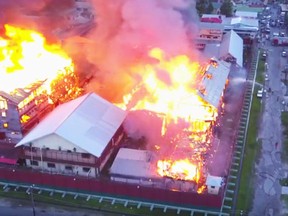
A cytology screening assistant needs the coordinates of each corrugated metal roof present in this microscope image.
[16,93,126,157]
[110,148,159,178]
[206,175,223,187]
[219,30,243,67]
[198,59,231,108]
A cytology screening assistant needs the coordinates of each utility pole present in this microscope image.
[30,185,36,216]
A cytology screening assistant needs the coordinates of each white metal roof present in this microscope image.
[227,17,259,28]
[235,10,258,19]
[110,148,159,178]
[16,93,126,157]
[206,175,223,187]
[198,59,231,108]
[219,30,243,67]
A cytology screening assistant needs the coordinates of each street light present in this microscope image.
[30,185,36,216]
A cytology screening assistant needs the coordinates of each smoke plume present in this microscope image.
[65,0,198,102]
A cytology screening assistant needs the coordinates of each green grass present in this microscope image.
[281,112,288,164]
[236,49,265,212]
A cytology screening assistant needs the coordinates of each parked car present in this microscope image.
[262,51,267,60]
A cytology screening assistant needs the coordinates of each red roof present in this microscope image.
[0,157,17,165]
[201,17,222,23]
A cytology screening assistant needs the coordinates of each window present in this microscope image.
[81,153,90,158]
[31,161,39,166]
[47,163,56,168]
[0,98,8,109]
[82,167,90,172]
[1,111,7,117]
[65,166,73,171]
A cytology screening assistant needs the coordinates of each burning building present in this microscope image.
[17,94,126,177]
[0,0,243,212]
[110,53,230,192]
[0,25,82,139]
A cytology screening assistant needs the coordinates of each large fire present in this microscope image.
[121,49,217,191]
[0,24,80,98]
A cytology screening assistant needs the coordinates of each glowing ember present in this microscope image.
[120,49,217,189]
[157,159,197,181]
[0,25,74,93]
[124,49,215,125]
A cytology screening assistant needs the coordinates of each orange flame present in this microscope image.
[0,24,74,93]
[120,48,217,186]
[157,159,197,181]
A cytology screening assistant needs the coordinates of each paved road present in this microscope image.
[249,3,287,216]
[0,198,119,216]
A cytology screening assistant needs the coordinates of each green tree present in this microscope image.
[220,0,233,17]
[196,0,207,16]
[206,0,214,14]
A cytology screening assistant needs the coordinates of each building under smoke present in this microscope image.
[109,58,230,196]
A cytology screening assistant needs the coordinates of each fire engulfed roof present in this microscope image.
[110,148,159,179]
[0,81,45,105]
[16,93,126,157]
[198,59,231,108]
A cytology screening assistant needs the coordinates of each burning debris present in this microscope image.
[0,0,229,196]
[119,53,230,193]
[0,24,82,132]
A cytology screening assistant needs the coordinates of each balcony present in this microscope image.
[24,147,96,166]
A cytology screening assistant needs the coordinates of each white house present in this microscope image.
[206,175,223,195]
[16,93,126,177]
[219,30,243,67]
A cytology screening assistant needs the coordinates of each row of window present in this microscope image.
[31,160,90,173]
[31,146,91,159]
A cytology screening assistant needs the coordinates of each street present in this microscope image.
[249,3,287,216]
[0,198,123,216]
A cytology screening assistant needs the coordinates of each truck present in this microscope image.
[271,36,288,46]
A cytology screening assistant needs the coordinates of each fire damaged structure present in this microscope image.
[1,58,238,213]
[17,93,126,177]
[110,58,231,195]
[0,82,53,143]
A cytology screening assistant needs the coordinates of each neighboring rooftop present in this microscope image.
[219,30,243,67]
[110,148,159,178]
[16,93,126,157]
[198,59,231,108]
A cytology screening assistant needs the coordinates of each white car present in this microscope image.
[257,88,263,98]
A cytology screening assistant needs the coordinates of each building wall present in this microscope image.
[208,186,219,195]
[0,96,22,141]
[26,159,96,177]
[32,134,88,153]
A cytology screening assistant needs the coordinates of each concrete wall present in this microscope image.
[26,159,96,177]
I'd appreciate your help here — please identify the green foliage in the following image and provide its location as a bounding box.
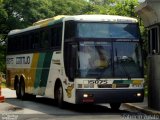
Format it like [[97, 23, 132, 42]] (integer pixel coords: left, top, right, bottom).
[[0, 0, 147, 73]]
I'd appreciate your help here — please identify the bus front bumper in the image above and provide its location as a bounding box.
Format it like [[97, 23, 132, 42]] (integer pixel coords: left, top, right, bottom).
[[76, 89, 144, 104]]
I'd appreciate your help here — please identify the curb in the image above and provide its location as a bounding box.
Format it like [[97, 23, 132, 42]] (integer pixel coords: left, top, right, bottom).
[[0, 96, 5, 103], [124, 103, 160, 117]]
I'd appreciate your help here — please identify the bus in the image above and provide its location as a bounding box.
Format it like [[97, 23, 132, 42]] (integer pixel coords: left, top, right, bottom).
[[6, 15, 144, 109]]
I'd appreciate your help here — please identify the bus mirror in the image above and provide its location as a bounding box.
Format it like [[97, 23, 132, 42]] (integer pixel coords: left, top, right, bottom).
[[70, 67, 75, 80]]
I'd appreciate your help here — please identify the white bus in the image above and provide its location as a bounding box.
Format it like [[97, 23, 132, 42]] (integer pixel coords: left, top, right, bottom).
[[6, 15, 144, 109]]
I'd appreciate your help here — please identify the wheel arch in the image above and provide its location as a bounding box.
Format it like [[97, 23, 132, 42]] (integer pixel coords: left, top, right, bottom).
[[14, 75, 20, 90], [54, 78, 63, 98]]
····················
- The problem: Please pull every line of the listing above into your answer word for word, leaving out the pictures.

- Answer for this exercise:
A cytology screening assistant needs the coordinates of each corrugated metal roof present in this microscope image.
[16,93,126,157]
[110,148,159,178]
[206,175,223,187]
[219,30,243,67]
[198,59,231,108]
A cytology screening assistant needs the coordinates of each utility pole present in this microscope image.
[30,185,36,216]
A cytology screening assistant needs the coordinates of each white metal roof present in this microscope image.
[227,17,259,28]
[235,10,258,19]
[110,148,159,178]
[16,93,126,157]
[206,175,223,187]
[198,59,231,108]
[219,30,243,67]
A cytology screening assistant needs the coordinates of each street light present in this microscope image.
[30,185,36,216]
A cytology screening assistant needs the coordinates of each smoke plume present in this microscope image.
[65,0,198,102]
A cytology screening assistant needs the coordinates of each green grass present in this microscope image.
[281,112,288,164]
[236,49,265,212]
A cytology screening assistant needs the coordinates of each parked car present in this microscope image.
[262,51,267,60]
A cytology screening assistant needs the coordinates of each red roof present in this microscope image.
[0,157,17,165]
[201,17,222,23]
A cytology screening assistant needs the coordinates of each window present in this microscope image.
[81,153,90,158]
[31,161,39,166]
[47,163,56,168]
[0,98,8,109]
[82,167,90,172]
[1,111,7,117]
[65,166,73,171]
A cytology screening assistant needs the coordinates of each burning building present in this microscope image.
[17,94,126,177]
[0,0,243,212]
[110,53,230,192]
[0,25,82,139]
A cytology screening assistant needs the coordinates of each large fire present in this microscope image.
[121,49,217,191]
[0,24,80,98]
A cytology screening assistant needs the coordinates of each glowing ember present in this microscope image.
[120,49,217,189]
[157,159,197,181]
[0,25,74,93]
[124,49,215,125]
A cytology screening assistant needs the coordinates of each orange flame present in this microscope image.
[0,24,74,93]
[120,48,217,186]
[157,159,197,181]
A cytology screening assistant needs the coordinates of each paved road present in this microscope image.
[249,3,287,216]
[0,198,119,216]
A cytology screening assistant needs the coordinates of each green tree present in this microscope image.
[220,0,233,17]
[196,0,207,16]
[206,0,214,14]
A cytology screening assistant needs the coordinates of each building under smoke present in this microscope image.
[109,58,230,196]
A cytology screening assistant needs the coordinates of each fire engulfed roof present in this microscope image.
[110,148,159,179]
[0,81,45,105]
[16,93,126,157]
[198,59,231,108]
A cytology screening assistant needs the coordinates of each burning debris present in this microscope image.
[0,0,229,196]
[119,53,230,193]
[0,24,82,132]
A cytology screening assistant needs the coordinates of each balcony present in this microscope image.
[24,147,96,166]
A cytology screening assistant needs the coordinates of each white house present in this microscope image.
[206,175,223,195]
[16,93,126,177]
[219,30,243,67]
A cytology screening assistant needs the coordinates of each row of window present in this microscope image.
[31,160,90,173]
[31,146,91,159]
A cytology screening assistant needs the coordinates of each street present in this microscope image.
[249,3,287,216]
[0,198,123,216]
A cytology screening assistant needs the coordinates of each truck present in this microscope image.
[271,36,288,46]
A cytology screening assistant needs the coordinates of each fire damaged structure present in this microscope image.
[1,58,238,213]
[17,93,126,177]
[110,58,231,195]
[0,82,53,143]
A cytology screening assistant needs the coordinates of each neighboring rooftop present in this microscope image.
[219,30,243,67]
[110,148,159,178]
[16,93,126,157]
[198,59,231,108]
A cytology screening assistant needs the coordinates of each white car present in this microscope image.
[257,88,263,98]
A cytology screening assistant needs the coordinates of each building wall present in this microscope image.
[208,186,219,195]
[0,96,22,141]
[26,159,96,177]
[32,134,88,153]
A cytology screening assistant needs the coordinates of each concrete wall present in this microscope image.
[26,159,96,177]
I'd appreciate your help here — please identify the green foliage in the following image and provide its location as a bounding box.
Format it like [[97, 23, 132, 42]] (integer pixel coords: left, top, right, bottom).
[[0, 0, 147, 73]]
I'd appreciate your help here — please identify the bus front bumper in the image above and provide its location as a bounding box.
Format it like [[97, 23, 132, 42]] (integer pixel coords: left, top, right, bottom).
[[76, 89, 144, 104]]
I'd appreciate your help here — please identify the curb in the image above and provide its location as a bounding box.
Format it like [[97, 23, 132, 42]] (integer pixel coords: left, top, right, bottom).
[[0, 96, 5, 103], [124, 103, 160, 117]]
I'd appreciate your help here — please identify the bus in the image above and provide its location as a bounding box.
Format it like [[97, 23, 132, 42]] (integer pixel coords: left, top, right, bottom).
[[6, 15, 144, 109]]
I'd appreciate your help here — please identify the bus mirror in the image above and provide its location as a bounding box.
Format it like [[97, 23, 132, 42]] (integer pixel coords: left, top, right, bottom).
[[70, 67, 75, 80]]
I'd appreciate your help here — please identify the white bus in the image above and provide its location as a bounding box.
Format it like [[97, 23, 132, 42]] (integer pixel coords: left, top, right, bottom).
[[6, 15, 144, 109]]
I'd appreciate your help here — please identify the wheel arch in the image above and provide its location as a bounding box.
Format it like [[97, 23, 132, 42]] (integer pixel coords: left, top, right, bottom).
[[14, 75, 20, 90], [54, 78, 63, 98]]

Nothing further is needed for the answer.